▸ The request
Extract and repeat, unchanged, the lines of the records from the one containing "Can you spot the berry" through the one containing "264, 151, 298]]", both included.

▸ Supplied material
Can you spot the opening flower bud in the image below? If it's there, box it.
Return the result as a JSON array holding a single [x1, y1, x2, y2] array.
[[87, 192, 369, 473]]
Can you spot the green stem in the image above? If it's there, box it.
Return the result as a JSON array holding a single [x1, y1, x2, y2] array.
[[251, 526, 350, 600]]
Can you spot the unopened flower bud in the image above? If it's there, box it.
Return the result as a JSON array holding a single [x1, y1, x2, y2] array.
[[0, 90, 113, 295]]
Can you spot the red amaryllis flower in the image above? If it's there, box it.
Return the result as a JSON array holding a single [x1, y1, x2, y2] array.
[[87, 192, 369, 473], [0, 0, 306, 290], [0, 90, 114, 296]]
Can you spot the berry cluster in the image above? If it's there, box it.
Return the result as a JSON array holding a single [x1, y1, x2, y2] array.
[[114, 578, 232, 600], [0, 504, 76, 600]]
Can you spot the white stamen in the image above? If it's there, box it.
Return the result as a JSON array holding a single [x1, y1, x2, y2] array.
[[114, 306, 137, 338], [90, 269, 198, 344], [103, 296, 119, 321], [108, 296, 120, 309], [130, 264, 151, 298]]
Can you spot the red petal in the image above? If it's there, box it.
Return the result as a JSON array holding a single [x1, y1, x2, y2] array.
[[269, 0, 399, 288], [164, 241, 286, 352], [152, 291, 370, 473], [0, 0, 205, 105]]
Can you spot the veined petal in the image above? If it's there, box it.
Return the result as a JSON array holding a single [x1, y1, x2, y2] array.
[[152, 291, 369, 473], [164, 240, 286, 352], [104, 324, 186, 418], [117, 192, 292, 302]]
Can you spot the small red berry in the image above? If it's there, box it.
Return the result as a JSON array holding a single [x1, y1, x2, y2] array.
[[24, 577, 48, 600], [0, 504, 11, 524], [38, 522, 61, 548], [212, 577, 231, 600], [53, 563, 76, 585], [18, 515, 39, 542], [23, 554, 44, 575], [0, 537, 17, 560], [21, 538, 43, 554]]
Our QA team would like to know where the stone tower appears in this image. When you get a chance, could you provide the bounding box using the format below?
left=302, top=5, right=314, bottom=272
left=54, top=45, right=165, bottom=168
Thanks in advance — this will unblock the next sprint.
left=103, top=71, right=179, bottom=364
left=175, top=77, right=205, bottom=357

▸ The completed task
Can you spot the berry cluster in the image above? If it's there, box it.
Return the result as a JSON array holding a single [x1, y1, x2, y2] array.
[[114, 578, 232, 600], [0, 504, 76, 600]]
Can you spot the white stamen in the image above? If it's there, box it.
Return the result as a JSON array holding a single [x1, y1, x2, y2] array.
[[114, 306, 137, 338], [90, 269, 198, 344], [103, 296, 119, 321], [108, 296, 120, 309], [130, 264, 151, 298]]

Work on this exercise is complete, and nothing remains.